▶ **GIVEN TEXT**:
June 27, 2016
Age discrimination issues deserve class action fairness
Most workers in America know where to go if they feel they have been at the losing end of discriminatory practices. Since the 1960s the Equal Employment Opportunity Commission, better known as the EEOC, has acted as the last resort for women and men who have been unfairly treated due to their race, gender, cultural identity—and age?
The answer is yes and no. While the EEOC does oversee age discrimination complaints, age discrimination is treated very differently by the law. In fact, discrimination against workers over 40 is handled under an entirely different set of rules set forth under the Age Discrimination in Employment Act or ADEA.
While the ADEA was created to protect older adult workers, since its beginning it in fact only has served to codify age discrimination as a lesser civil rights issue. Unlike race or gender discrimination, which protects workers against impact and not just intent, the ADEA only protects workers against “arbitrary age discrimination,” suggesting that there are times when, gee-whiz, maybe it does make sense to lay people off who have been hanging around a bit too long.
It turns out that for some businesses, this is all the justification they need—and the courts have repeatedly upheld decisions that unfairly penalize workers for the crime of aging. The two justifications most-often utilized are “bona fide occupational qualification,” usually during hiring, and “reasonable factor other than age” or RFOA. The RFOA is perhaps the more insidious defense. Essentially, if any other justification can be made for laying off a worker then there is no means for that worker to fight the ruling.

▶ **DATA RECORDS**:

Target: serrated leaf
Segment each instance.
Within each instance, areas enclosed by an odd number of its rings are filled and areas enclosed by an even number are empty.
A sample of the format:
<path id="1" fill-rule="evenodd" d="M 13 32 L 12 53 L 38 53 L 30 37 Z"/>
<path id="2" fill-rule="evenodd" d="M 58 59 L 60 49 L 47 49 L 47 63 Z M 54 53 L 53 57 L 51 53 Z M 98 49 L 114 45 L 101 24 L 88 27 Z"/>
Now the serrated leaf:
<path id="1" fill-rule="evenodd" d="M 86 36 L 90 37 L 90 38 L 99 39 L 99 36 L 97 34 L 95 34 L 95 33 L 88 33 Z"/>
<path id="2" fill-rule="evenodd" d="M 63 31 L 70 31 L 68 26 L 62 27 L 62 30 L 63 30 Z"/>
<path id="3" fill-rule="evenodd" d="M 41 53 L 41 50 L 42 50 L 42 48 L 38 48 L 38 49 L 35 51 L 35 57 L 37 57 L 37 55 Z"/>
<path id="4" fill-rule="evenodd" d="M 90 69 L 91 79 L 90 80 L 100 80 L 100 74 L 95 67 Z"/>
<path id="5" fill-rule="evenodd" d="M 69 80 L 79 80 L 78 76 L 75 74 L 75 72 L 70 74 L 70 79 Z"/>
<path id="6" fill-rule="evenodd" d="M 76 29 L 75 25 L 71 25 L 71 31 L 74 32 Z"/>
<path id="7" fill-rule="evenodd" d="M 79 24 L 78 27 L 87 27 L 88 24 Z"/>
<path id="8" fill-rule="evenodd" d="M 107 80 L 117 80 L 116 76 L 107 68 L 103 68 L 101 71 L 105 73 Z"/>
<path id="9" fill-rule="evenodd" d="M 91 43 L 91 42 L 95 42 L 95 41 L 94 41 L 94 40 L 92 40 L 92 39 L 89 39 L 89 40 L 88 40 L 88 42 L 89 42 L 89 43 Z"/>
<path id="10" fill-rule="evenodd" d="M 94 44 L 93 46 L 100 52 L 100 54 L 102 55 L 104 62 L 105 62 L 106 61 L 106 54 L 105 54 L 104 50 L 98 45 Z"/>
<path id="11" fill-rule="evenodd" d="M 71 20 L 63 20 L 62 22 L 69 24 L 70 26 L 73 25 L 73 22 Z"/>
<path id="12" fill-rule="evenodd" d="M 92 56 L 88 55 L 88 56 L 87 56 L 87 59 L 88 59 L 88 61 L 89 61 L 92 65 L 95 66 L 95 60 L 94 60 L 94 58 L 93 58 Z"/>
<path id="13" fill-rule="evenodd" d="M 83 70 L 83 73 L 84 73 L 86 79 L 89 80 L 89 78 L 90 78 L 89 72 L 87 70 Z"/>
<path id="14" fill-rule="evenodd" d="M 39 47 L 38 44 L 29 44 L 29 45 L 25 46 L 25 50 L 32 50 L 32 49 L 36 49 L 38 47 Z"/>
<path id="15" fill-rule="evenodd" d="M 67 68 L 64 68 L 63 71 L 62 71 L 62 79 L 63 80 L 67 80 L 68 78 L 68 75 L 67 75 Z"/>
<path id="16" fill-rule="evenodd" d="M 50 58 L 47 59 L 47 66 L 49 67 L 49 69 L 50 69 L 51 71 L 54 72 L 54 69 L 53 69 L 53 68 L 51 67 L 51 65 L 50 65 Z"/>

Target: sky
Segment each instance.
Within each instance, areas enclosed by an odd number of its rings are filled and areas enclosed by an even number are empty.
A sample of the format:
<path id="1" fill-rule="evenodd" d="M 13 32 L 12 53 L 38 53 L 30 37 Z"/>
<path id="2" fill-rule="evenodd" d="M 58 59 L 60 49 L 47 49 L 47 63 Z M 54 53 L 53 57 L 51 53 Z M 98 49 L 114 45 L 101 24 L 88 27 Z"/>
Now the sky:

▶ **WHAT YOU SHOULD DO**:
Can you pick up the article on age discrimination after its final sentence and carry it forward?

▶ **WRITTEN ANSWER**:
Picture a mid-sized organization that has been around for a few years. While looking for ways to increase profits, they decide to lay off all of their workers who have more than 20 years seniority and replace them with recent college grads—not in the same exact job, of course, but close enough to get the job done. A similar situation where all of the women or people of color are laid off could lead to a class-action suit, but for older adults it is different. In spite of effectively being laid off for aging, the employees in this situation would have little-to-no recourse under the ADEA and EEOC.
The impact that the lack of workplace protections has had on older adults is devastating. According to the Bureau of Labor Statistics, older workers are half as likely to find employment. Unsurprisingly, this has contributed to over 25 million Americans over 60 living in poverty or economic insecurity, according to the National Council on Aging. This poverty leads directly to decreased health outcomes, higher medical costs, and shortened life spans – all of which only serves to perpetuate negative attitudes towards aging and older adults.
This needs to change. Employers should all be held to the same standards so that if a group of workers are let go, they can band together to form a class action and prove their case for discrimination. Over the coming months and years, through its Stop Ageism Now campaign the Agency on Aging is committed to educating the public on this insidious ageism and working with those in power to re-shape the law so that we are all afforded the dignity of protection and right to work.